> [PROVIDED RECORDS]
## Begin

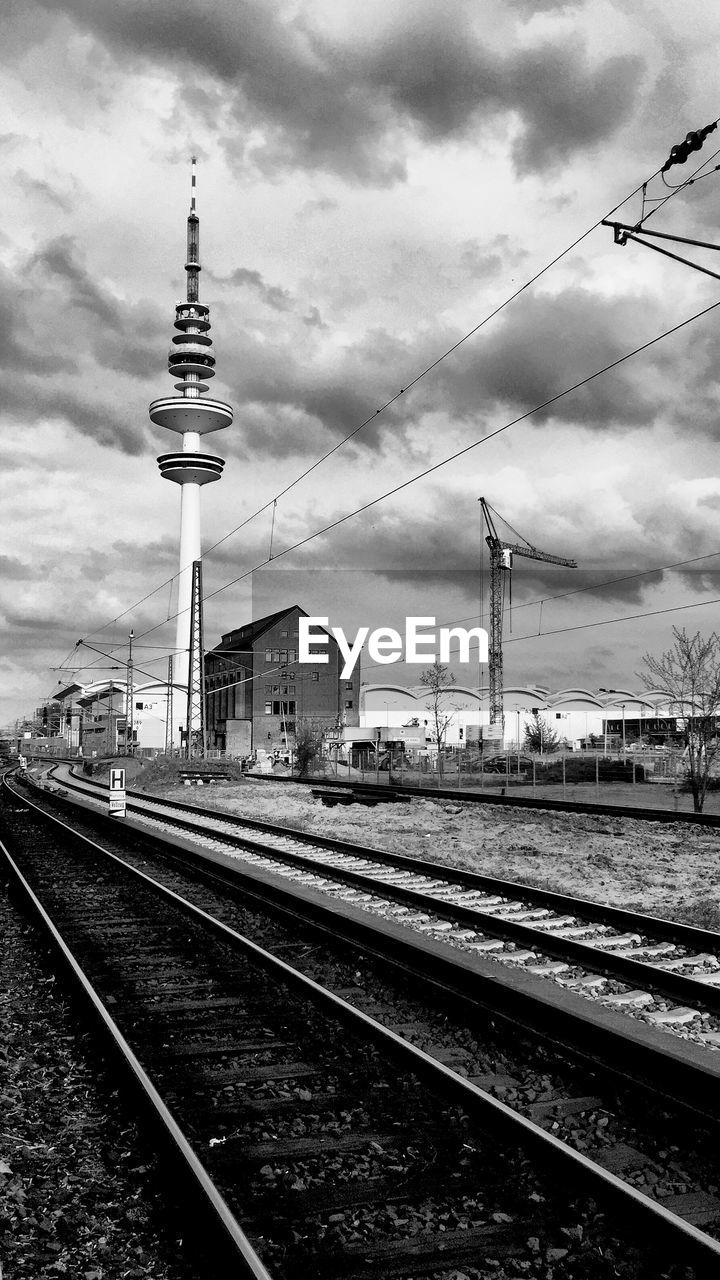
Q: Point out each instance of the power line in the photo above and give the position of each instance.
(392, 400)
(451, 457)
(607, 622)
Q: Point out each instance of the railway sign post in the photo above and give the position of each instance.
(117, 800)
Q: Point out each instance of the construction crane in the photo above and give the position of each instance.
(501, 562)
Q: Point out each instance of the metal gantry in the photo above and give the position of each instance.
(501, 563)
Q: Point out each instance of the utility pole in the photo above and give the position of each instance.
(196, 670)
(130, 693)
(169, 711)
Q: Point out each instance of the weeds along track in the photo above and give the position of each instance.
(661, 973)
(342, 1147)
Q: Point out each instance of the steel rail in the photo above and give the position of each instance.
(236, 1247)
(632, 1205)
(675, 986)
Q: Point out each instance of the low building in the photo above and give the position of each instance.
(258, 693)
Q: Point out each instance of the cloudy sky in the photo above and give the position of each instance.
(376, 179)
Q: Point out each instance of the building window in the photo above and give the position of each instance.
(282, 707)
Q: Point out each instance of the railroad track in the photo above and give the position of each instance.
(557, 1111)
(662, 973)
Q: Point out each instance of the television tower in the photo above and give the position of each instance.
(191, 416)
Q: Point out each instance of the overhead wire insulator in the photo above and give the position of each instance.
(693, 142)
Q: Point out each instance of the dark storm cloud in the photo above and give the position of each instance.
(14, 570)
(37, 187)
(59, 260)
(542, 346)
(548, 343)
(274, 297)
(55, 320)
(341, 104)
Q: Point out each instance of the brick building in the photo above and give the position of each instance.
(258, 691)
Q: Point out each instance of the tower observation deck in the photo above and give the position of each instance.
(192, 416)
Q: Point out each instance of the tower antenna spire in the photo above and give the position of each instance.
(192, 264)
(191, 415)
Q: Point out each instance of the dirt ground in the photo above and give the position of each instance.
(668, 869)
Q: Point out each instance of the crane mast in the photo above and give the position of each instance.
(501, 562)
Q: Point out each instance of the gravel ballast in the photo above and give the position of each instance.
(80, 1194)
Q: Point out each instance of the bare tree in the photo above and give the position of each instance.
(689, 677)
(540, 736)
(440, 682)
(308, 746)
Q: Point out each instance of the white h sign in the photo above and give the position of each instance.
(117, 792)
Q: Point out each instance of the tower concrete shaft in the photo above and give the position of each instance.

## End

> [YOUR OBJECTIVE] Can you return all of the rows above verbatim, leaving out the pictures?

> [SOLUTION]
Q: Point out each instance of the power line in the photo above and give the position of each instance.
(392, 400)
(451, 457)
(607, 622)
Q: Point out each instance of the railway sign post in the photo above and give the position of each instance.
(117, 800)
Q: Point out each instance of the construction crane in the photo above and give the position of each instance.
(501, 562)
Q: Point out each instance of the metal gantry in the photo above and give the position of each instance.
(501, 563)
Q: Point out each instance of the utility pole in the photo above and give the position of each instance.
(196, 670)
(130, 693)
(169, 711)
Q: Point out each instance of the weeds along track in the photo above and give the position of each instance.
(661, 973)
(342, 1147)
Q: Point out each instance of the steel rail in the photo above and give the position of each instance.
(236, 1247)
(632, 1205)
(675, 986)
Q: Point out each instance of the low building in the photo above and give the position of each instance.
(258, 693)
Q: Point out each instance of the cloudy sky in the photo above and give the position of each instance.
(376, 179)
Q: Point out each instance of the building window in the photo above and give the position of each instance.
(282, 707)
Q: Point out each instance of the railroad track in the photo above and give the position of each instance.
(557, 1111)
(662, 973)
Q: Point out each instance of the television tower in the photo above and give the position of each instance.
(191, 416)
Q: Point out each instance of the overhead wire insulator in the photo above and give the position of each instance.
(693, 142)
Q: Point out each instance of the dark storm cloud in the photo above and give the position of each instance.
(14, 570)
(37, 187)
(59, 260)
(542, 346)
(548, 343)
(274, 297)
(55, 320)
(341, 104)
Q: Point out each instance of the brick building in the photo above and give the position of each instance.
(258, 691)
Q: Point out each instance of the tower observation deck in the photo above and give the position of each instance.
(192, 416)
Q: Point out each instance of the tower antenna spire in the photo above and give the position of each instance.
(192, 264)
(191, 415)
Q: Point out each instance of the dirt ground in the photo above and give the position of each instance.
(668, 869)
Q: Point out each instance of the crane mast in the photo above and give the position of each instance.
(501, 562)
Q: Point out each instance of the gravel ballast in the photo above and give the position of each instance.
(80, 1194)
Q: Point out each instance of the bare tree in the photo above and give the position of each instance.
(689, 677)
(540, 736)
(440, 682)
(308, 746)
Q: Point out each instance of the white h sign in the photo above and give the position of each instance.
(117, 792)
Q: Point out each instance of the tower concrete shaft in the photo above and give the position of each instance.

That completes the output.